## Supplied entries
■ ■ ■
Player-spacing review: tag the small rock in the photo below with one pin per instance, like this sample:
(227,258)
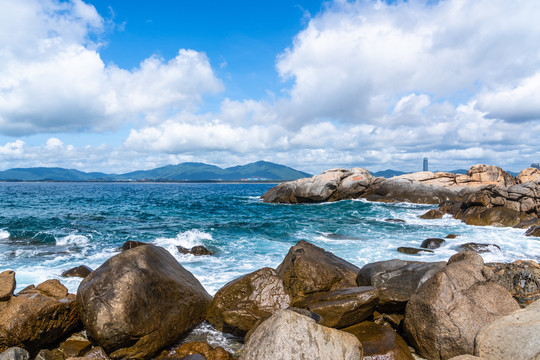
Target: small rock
(533,231)
(81,271)
(432,243)
(477,247)
(413,251)
(7,284)
(432,214)
(15,353)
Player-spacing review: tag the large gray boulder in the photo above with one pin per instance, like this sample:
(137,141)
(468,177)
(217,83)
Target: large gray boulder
(287,335)
(445,313)
(308,269)
(239,304)
(515,336)
(140,301)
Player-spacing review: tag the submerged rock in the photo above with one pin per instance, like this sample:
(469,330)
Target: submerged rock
(308,269)
(122,302)
(444,315)
(287,335)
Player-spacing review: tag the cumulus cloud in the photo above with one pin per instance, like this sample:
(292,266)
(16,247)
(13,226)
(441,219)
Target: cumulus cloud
(52,78)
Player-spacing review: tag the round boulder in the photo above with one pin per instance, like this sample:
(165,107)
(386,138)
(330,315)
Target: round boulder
(140,301)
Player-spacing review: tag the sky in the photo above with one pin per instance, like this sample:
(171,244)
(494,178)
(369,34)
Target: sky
(117,86)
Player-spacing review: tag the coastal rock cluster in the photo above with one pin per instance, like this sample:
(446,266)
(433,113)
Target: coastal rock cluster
(141,303)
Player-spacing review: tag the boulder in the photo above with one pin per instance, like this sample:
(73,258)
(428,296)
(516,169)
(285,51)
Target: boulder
(432,243)
(308,269)
(396,280)
(38,317)
(140,301)
(445,313)
(344,307)
(514,336)
(81,271)
(15,353)
(287,335)
(432,214)
(521,278)
(380,342)
(238,305)
(413,251)
(7,284)
(533,231)
(529,174)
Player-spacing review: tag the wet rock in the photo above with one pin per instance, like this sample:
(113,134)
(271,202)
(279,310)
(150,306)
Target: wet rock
(81,271)
(239,304)
(432,214)
(15,353)
(533,231)
(122,302)
(396,280)
(380,342)
(308,269)
(344,307)
(521,278)
(288,335)
(432,243)
(444,315)
(196,250)
(38,317)
(413,251)
(130,244)
(514,336)
(7,284)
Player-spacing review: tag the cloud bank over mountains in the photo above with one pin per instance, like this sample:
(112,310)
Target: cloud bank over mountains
(365,83)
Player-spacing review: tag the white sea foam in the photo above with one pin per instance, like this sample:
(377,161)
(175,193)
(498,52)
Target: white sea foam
(72,240)
(4,234)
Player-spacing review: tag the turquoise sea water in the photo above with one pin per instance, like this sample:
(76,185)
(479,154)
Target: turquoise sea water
(46,228)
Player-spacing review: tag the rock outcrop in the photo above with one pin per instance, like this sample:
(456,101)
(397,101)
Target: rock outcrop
(308,269)
(287,335)
(38,317)
(445,313)
(140,301)
(238,305)
(515,336)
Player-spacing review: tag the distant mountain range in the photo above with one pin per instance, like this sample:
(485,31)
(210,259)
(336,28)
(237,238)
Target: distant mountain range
(258,171)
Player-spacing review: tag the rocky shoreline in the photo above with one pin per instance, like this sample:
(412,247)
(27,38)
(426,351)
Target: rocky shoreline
(141,304)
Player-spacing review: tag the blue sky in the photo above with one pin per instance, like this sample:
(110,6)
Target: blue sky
(116,86)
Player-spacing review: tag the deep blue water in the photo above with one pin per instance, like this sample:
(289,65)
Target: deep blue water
(46,228)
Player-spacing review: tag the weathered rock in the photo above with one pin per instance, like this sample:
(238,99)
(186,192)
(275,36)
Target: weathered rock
(478,247)
(15,353)
(81,271)
(344,307)
(308,269)
(238,305)
(380,342)
(521,278)
(130,244)
(533,231)
(202,349)
(34,319)
(515,336)
(529,174)
(123,302)
(432,243)
(7,284)
(413,251)
(196,250)
(287,335)
(445,313)
(432,214)
(396,280)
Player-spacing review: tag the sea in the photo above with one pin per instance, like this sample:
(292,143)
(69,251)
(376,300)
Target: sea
(47,228)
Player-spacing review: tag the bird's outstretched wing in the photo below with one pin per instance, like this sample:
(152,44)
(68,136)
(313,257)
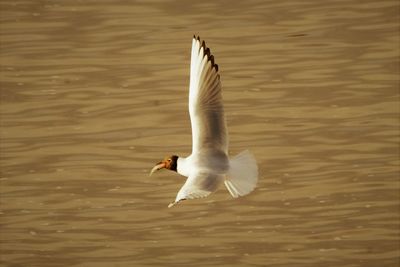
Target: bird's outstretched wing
(198,186)
(205,101)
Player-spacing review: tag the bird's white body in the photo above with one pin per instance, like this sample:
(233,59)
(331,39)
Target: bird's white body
(209,165)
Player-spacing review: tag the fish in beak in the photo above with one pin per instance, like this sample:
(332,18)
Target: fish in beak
(169,163)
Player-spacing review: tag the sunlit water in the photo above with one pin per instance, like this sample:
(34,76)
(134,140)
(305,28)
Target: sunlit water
(94,93)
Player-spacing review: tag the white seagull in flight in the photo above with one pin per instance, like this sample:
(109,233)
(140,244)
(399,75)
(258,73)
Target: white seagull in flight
(209,165)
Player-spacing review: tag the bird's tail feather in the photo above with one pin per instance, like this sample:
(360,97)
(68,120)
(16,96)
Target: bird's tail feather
(243,174)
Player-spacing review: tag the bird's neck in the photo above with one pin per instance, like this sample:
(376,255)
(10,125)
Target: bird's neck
(183,166)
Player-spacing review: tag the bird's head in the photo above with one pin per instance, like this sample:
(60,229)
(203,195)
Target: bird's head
(170,163)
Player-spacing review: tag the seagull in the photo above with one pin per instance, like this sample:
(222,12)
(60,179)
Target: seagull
(209,165)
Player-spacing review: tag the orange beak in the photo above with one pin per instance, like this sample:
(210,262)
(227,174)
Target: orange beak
(158,166)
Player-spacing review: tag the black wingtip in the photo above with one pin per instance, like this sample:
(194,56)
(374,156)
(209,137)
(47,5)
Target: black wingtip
(207,52)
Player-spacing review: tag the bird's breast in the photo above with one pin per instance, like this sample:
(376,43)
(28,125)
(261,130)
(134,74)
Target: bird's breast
(216,162)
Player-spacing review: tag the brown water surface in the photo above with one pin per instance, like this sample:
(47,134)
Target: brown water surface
(93,93)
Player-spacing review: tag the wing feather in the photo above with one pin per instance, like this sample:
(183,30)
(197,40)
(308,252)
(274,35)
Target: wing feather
(205,101)
(199,186)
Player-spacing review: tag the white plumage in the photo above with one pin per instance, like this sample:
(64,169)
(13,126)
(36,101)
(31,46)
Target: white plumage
(209,166)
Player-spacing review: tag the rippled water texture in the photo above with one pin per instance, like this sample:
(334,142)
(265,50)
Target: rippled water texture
(93,93)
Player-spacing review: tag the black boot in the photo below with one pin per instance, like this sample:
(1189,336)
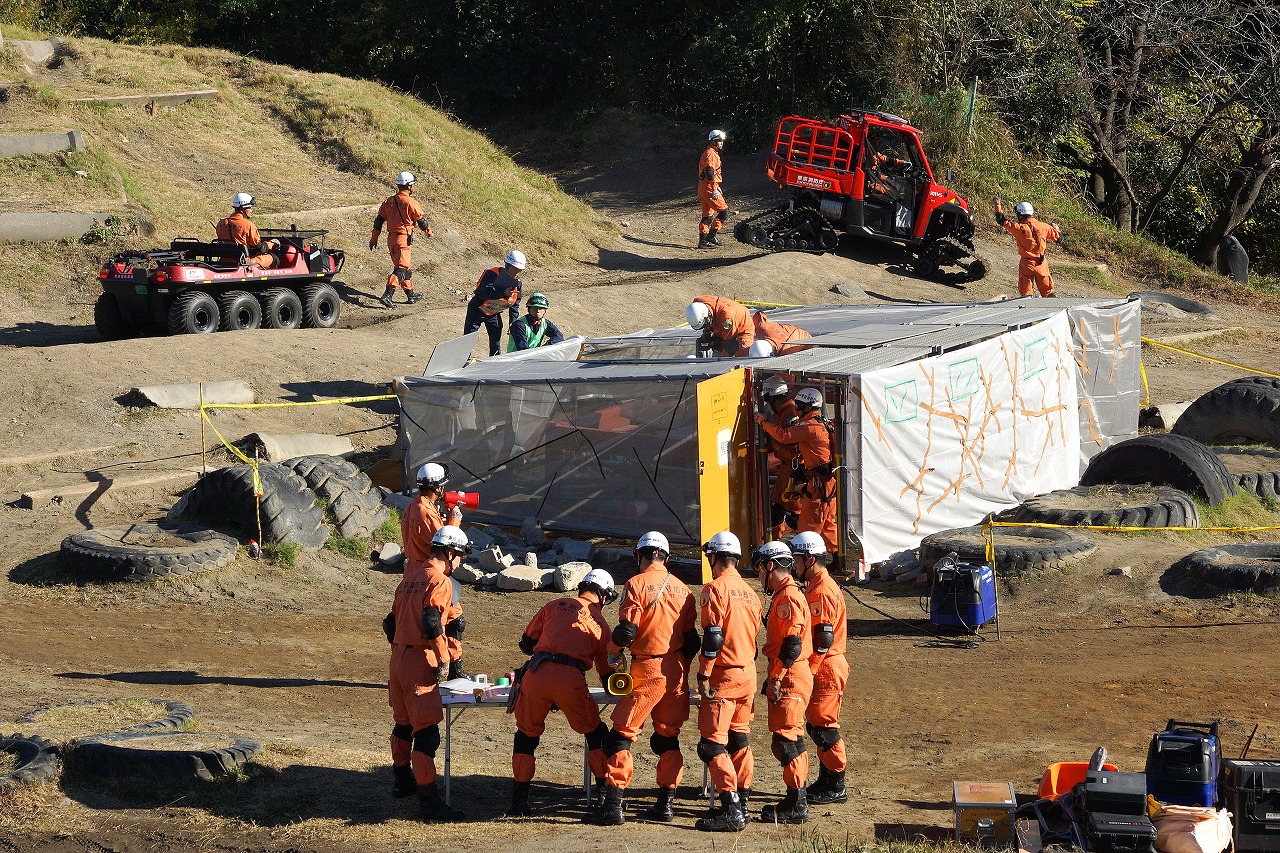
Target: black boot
(726,819)
(405,784)
(520,806)
(662,810)
(794,808)
(433,810)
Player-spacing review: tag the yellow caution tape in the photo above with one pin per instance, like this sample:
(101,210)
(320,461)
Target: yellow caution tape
(1201,355)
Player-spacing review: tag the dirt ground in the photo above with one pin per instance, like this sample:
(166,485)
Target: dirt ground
(296,658)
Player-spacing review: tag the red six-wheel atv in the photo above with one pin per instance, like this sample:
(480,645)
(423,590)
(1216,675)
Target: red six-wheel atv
(195,287)
(865,173)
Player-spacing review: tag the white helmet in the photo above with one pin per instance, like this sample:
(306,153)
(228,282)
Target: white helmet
(654,539)
(808,543)
(698,315)
(809,397)
(451,537)
(723,543)
(433,474)
(603,582)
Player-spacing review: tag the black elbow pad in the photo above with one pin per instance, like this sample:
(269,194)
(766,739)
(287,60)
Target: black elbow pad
(790,651)
(432,625)
(625,634)
(713,641)
(823,638)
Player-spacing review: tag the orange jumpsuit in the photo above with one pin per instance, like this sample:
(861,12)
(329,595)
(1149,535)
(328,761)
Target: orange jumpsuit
(732,331)
(784,336)
(709,178)
(401,213)
(725,721)
(789,616)
(241,229)
(818,502)
(412,690)
(1033,237)
(830,669)
(574,630)
(662,609)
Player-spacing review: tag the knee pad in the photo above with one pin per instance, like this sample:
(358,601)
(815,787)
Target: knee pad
(663,743)
(823,737)
(708,749)
(786,749)
(615,743)
(428,739)
(525,744)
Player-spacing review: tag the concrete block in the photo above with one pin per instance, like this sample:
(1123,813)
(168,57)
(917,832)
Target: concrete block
(21,146)
(566,576)
(522,579)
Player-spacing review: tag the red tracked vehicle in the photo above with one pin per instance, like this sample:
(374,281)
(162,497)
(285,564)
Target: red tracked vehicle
(864,174)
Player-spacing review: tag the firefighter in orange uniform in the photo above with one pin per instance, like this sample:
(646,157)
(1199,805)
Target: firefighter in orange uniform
(828,666)
(726,684)
(789,683)
(809,433)
(240,228)
(420,661)
(401,214)
(657,624)
(709,178)
(1033,238)
(726,325)
(565,639)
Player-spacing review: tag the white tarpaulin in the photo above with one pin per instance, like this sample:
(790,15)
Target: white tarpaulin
(946,439)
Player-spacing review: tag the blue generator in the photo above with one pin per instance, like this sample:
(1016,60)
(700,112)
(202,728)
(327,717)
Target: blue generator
(1183,763)
(963,596)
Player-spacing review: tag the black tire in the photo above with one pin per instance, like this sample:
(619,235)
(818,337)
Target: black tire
(1164,459)
(1018,550)
(142,756)
(241,311)
(355,503)
(37,760)
(282,309)
(1234,568)
(109,320)
(225,498)
(1125,505)
(193,313)
(321,306)
(135,551)
(174,715)
(1244,411)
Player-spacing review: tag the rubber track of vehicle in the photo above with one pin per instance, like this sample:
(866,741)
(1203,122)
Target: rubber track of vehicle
(1111,506)
(112,756)
(1243,411)
(355,503)
(1252,566)
(104,553)
(1060,548)
(37,760)
(176,715)
(289,507)
(1162,459)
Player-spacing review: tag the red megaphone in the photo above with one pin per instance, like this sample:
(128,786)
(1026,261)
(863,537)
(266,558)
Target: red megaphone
(467,500)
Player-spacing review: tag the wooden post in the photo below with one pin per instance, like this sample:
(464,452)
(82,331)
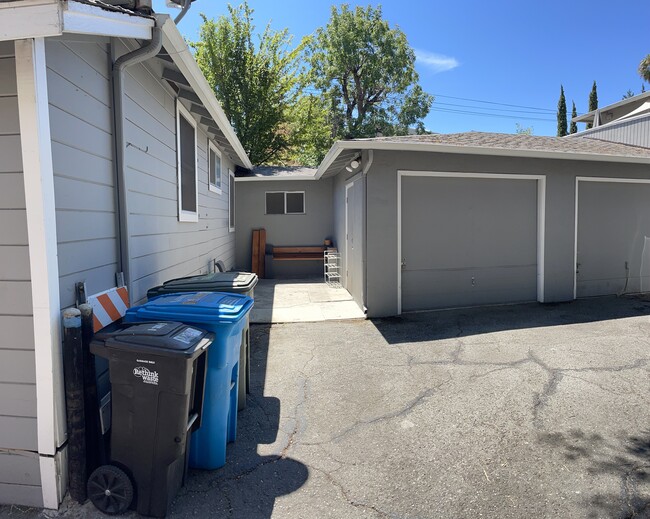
■ ■ ■
## What you should do
Return word for word the line bearing "Player-spacing review: tag the firefighter" and every later line of the entries, but none of the pictures.

## Reply
Player-spacing review: tag the firefighter in orange uniform in the photo above with one pin per instance, like this sample:
(646,157)
(1199,805)
Target: firefighter in orange uniform
(828,666)
(726,684)
(789,683)
(809,433)
(240,228)
(420,661)
(401,214)
(657,624)
(709,178)
(1033,238)
(726,325)
(565,639)
Player-spacing review: tag the white tarpaulin in the photo above with one pin per instance, like this sample:
(790,15)
Target: white tarpaulin
(946,439)
Player-spacing review: tag the blue generator in the photo above with one pin per instance, like this sample:
(1016,60)
(700,112)
(202,728)
(327,717)
Target: blue generator
(1183,763)
(963,596)
Player-spacing review: tag the black tire in the photo above with one pin per instance, like this sample:
(619,235)
(818,337)
Target: black tire
(1164,459)
(1018,550)
(142,756)
(241,311)
(355,503)
(37,760)
(282,309)
(1234,568)
(109,320)
(225,498)
(1125,505)
(193,313)
(321,306)
(135,551)
(174,715)
(1244,411)
Player-spacing review: tag the rubber track of vehicle in the photo above with one pin per instance, like this sample:
(866,741)
(1203,122)
Target: rubber track of vehicle
(1111,506)
(112,756)
(1243,411)
(355,503)
(1252,566)
(104,553)
(1060,548)
(37,760)
(176,715)
(289,507)
(1162,459)
Player-spacing review: tag the red megaphone in the photo above with one pin per instance, like this sample:
(128,786)
(1026,261)
(863,537)
(266,558)
Target: red megaphone
(467,500)
Player-spacing review: tag the wooden post in the photo below with one pin per instance, like this sample:
(464,452)
(82,331)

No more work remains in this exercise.